**Data to use:**
━━━━━━━━━━━━━━━━━━━━

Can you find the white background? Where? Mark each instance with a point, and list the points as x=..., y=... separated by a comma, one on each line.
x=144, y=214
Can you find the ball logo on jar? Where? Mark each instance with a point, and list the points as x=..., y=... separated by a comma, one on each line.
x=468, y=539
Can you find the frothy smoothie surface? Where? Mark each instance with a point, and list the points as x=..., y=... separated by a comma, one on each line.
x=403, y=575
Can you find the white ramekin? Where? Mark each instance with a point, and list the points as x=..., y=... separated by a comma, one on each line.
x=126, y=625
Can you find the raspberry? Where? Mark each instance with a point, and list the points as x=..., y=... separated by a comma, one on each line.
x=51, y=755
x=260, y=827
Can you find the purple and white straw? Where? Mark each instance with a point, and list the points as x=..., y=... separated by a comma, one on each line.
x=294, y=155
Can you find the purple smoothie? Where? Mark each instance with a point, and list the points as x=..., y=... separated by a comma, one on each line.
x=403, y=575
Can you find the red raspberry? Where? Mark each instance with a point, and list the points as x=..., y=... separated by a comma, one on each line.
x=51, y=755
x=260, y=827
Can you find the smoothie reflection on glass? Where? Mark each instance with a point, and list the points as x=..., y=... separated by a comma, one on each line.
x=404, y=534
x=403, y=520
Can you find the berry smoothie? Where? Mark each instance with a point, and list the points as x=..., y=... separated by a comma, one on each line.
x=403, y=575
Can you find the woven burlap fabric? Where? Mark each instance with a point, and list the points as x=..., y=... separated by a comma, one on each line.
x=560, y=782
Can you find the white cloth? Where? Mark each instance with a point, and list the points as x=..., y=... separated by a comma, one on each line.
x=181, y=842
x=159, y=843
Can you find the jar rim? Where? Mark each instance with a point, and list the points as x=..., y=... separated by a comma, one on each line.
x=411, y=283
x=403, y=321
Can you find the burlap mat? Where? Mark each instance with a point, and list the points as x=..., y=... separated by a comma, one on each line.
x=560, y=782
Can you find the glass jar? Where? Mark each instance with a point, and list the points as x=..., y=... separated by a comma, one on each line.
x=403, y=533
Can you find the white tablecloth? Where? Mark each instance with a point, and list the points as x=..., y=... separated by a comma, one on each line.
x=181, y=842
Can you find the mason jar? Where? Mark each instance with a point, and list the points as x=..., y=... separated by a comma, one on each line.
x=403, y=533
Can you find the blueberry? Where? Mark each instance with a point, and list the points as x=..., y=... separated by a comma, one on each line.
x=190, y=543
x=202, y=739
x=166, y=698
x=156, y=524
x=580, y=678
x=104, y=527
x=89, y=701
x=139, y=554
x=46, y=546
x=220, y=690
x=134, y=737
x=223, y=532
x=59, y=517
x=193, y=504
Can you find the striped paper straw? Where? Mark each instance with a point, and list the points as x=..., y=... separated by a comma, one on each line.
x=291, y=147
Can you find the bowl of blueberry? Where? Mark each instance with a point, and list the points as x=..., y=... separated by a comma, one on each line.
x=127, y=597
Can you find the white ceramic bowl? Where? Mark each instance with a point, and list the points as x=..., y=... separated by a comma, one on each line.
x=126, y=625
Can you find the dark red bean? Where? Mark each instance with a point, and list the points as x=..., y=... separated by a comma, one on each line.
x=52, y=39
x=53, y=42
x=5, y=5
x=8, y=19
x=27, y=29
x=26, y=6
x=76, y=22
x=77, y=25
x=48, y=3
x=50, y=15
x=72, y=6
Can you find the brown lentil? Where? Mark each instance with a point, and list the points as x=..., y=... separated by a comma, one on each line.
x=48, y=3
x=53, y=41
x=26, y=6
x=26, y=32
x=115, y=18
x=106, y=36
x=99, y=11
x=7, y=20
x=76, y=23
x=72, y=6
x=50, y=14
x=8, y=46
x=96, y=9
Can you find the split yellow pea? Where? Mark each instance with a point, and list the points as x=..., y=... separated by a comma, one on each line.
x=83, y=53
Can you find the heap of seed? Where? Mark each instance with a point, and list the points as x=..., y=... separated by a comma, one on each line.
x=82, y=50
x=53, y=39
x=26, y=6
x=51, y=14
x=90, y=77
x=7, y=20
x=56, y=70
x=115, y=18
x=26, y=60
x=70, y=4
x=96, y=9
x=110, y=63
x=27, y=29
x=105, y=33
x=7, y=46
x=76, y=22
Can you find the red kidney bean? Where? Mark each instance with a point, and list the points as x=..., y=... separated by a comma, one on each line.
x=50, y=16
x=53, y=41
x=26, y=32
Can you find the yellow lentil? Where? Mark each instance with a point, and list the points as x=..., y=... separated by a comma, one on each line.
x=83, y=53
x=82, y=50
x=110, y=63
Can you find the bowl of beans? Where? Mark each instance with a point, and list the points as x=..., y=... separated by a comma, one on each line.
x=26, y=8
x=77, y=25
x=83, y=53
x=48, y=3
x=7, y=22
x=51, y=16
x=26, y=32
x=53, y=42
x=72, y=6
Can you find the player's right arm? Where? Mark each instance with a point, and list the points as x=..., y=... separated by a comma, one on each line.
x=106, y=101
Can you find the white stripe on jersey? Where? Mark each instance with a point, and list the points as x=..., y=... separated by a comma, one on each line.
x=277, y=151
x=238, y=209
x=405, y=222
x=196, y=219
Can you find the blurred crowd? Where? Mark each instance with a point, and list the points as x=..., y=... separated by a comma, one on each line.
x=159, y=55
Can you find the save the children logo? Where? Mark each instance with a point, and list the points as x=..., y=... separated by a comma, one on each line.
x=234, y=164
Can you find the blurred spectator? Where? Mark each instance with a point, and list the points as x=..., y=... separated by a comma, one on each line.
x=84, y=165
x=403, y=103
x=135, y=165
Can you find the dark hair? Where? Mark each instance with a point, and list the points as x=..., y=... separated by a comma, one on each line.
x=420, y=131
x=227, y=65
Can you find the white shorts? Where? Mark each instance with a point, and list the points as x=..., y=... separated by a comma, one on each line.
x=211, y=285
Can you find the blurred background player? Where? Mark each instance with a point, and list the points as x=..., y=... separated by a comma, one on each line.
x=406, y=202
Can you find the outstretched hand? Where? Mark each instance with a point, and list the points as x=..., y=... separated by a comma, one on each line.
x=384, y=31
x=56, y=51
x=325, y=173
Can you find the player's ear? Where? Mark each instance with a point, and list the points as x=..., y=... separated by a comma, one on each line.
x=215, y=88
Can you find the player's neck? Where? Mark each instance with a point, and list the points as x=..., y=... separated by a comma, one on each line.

━━━━━━━━━━━━━━━━━━━━

**Prompt:** Reproduce every item above word for word, changing nothing.

**Correct answer:**
Can you find the white background? Where? Mark each instance with a point, and list the points as x=..., y=... separated by a comma, one on each line.
x=144, y=214
Can you find the ball logo on jar? Where? Mark each instance with a point, and list the points as x=..., y=... separated by a comma, one on each line.
x=468, y=539
Can you find the frothy smoothie surface? Where? Mark each instance with a point, and list the points as x=..., y=... separated by a comma, one on each line.
x=403, y=575
Can you find the white ramekin? Where? Mark each instance with a point, and list the points as x=..., y=... separated by a comma, one on each line.
x=126, y=625
Can you find the raspberry? Where? Mark each instance with a point, and list the points as x=..., y=... separated by a comma, one on each line.
x=51, y=755
x=260, y=827
Can you find the purple and white straw? Where? Mark each instance with a point, and list the points as x=..., y=... separated by a comma, one on each line.
x=294, y=155
Can you find the purple smoothie? Where? Mark each instance with a point, and list the points as x=..., y=... separated by a comma, one on each line.
x=403, y=575
Can you find the red raspberry? Where? Mark each instance with a point, and list the points as x=..., y=... separated by a comma, one on each line.
x=51, y=755
x=260, y=827
Can you find the smoothie reflection on glass? Where? Mark each instance with a point, and list the points as x=..., y=... separated by a comma, one on each line.
x=404, y=534
x=403, y=520
Can you find the berry smoothie? Where? Mark each instance with a point, and list the points as x=..., y=... separated by a comma, one on each line.
x=403, y=575
Can you find the woven burlap fabric? Where? Mark each instance with a point, and list the points as x=..., y=... separated by a comma, one on each line.
x=560, y=782
Can you find the white cloth? Where? Mark each instance with a point, and list the points as x=..., y=... separated by a comma, one on each line.
x=181, y=842
x=159, y=843
Can you find the jar rim? Where? Mark each instance with a point, and list the points as x=..., y=... separated by a comma, one on each line.
x=411, y=283
x=403, y=321
Can you find the burlap mat? Where? Mark each instance with a point, and list the points as x=..., y=... separated by a comma, one on each line.
x=560, y=782
Can you find the glass jar? Where? Mark each instance with a point, and list the points as x=..., y=... separated by a comma, one on each line.
x=403, y=533
Can you find the white tablecloth? Where? Mark each instance with a point, and list the points as x=..., y=... separated by a comma, one on each line.
x=181, y=842
Can you find the mason jar? Where? Mark each instance with a point, and list the points as x=..., y=... separated by a comma, one on each line.
x=403, y=533
Can you find the blueberry? Where? Mark each instance with a point, and list the points as x=..., y=... separated by a comma, one on each line.
x=190, y=543
x=202, y=739
x=166, y=698
x=156, y=524
x=580, y=678
x=104, y=527
x=89, y=701
x=139, y=554
x=46, y=546
x=220, y=690
x=134, y=737
x=223, y=532
x=59, y=517
x=193, y=504
Can you find the striped paper straw? Where? Mark each instance with a point, and list the points as x=..., y=... separated by a comma, one on each line.
x=291, y=147
Can you find the bowl of blueberry? Where? Mark each instance with a point, and list the points as x=..., y=... separated by a comma, one on each line.
x=127, y=597
Can you find the white ceramic bowl? Where? Mark each instance with a point, and list the points as x=..., y=... separated by a comma, one on each line.
x=126, y=625
Can you find the dark red bean? Where? Mark each instance with a point, and list the points as x=..., y=... separated by a comma, one on each line.
x=52, y=39
x=53, y=42
x=5, y=5
x=8, y=19
x=27, y=29
x=26, y=6
x=76, y=22
x=77, y=25
x=48, y=3
x=50, y=15
x=72, y=6
Can you find the brown lentil? Where? Mark each instance with a point, and list the points as x=..., y=... separated by a comma, one on each line.
x=48, y=3
x=53, y=41
x=26, y=6
x=26, y=32
x=115, y=18
x=106, y=36
x=99, y=11
x=7, y=20
x=76, y=23
x=72, y=6
x=50, y=14
x=8, y=46
x=96, y=9
Can you find the split yellow pea? Where? Mark each instance with a point, and list the points as x=..., y=... separated by a comma, one on each line.
x=83, y=53
Can you find the heap of seed? Where? Mark each instance with a point, and list the points as x=..., y=... separated by a comma, one on each line.
x=82, y=50
x=53, y=39
x=26, y=6
x=51, y=14
x=90, y=77
x=7, y=20
x=56, y=70
x=115, y=18
x=26, y=60
x=70, y=4
x=96, y=9
x=110, y=63
x=27, y=29
x=105, y=33
x=7, y=46
x=76, y=22
Can you find the red kidney bean? Where? Mark each instance with a point, and list the points as x=..., y=... separated by a comma, one on each line.
x=50, y=16
x=53, y=41
x=26, y=32
Can you find the yellow lentil? Where? Mark each instance with a point, and list the points as x=..., y=... separated by a comma, one on each line.
x=83, y=53
x=82, y=50
x=110, y=63
Can you find the bowl of beans? Where? Mark each instance with a point, and list the points as x=..., y=... separated by a comma, one on each line.
x=26, y=8
x=77, y=25
x=83, y=53
x=48, y=3
x=7, y=22
x=51, y=16
x=26, y=32
x=53, y=42
x=72, y=6
Can you find the player's right arm? Where? Mark each instance with a point, and list the points as x=..., y=... separated by a comma, one on each line.
x=106, y=101
Can you find the white stripe on jersey? Where? Mark each instance with a point, and list the points as x=..., y=... separated by a comma, one on each line.
x=277, y=151
x=238, y=209
x=405, y=222
x=196, y=219
Can you find the blurred crowd? Where? Mark each instance with a point, and list the points as x=..., y=... separated by a comma, one on each line.
x=159, y=55
Can you find the save the children logo? Where? Mark each instance with a point, and list the points as x=..., y=... separated by a comma, one on each line.
x=234, y=164
Can you find the blurred spectator? Where? Mark each instance with a point, and list the points as x=..., y=... separated by a comma, one on each line.
x=84, y=165
x=403, y=103
x=135, y=165
Can you find the dark hair? Where? Mark each instance with a point, and list the points as x=..., y=... separated by a comma, one on each line.
x=420, y=131
x=227, y=65
Can you find the white shorts? Where? Mark each instance with a point, and list the points as x=..., y=... separated by a comma, one on each line.
x=211, y=285
Can you find the blurred background player? Where? Mark each instance with a point, and list the points as x=..., y=... separated by a comma, one on each line.
x=406, y=202
Can you find the outstretched hand? Where? Mark each instance with a point, and list the points as x=..., y=... separated by a comma, one on each line.
x=384, y=31
x=56, y=51
x=325, y=173
Can you find the player's ear? Where? Mark each instance with a point, and list the points as x=..., y=... separated by a comma, one on each line.
x=215, y=88
Can you find the player's neck? Where? Mark each instance with a point, and list the points as x=..., y=... separated by a comma, one on each line.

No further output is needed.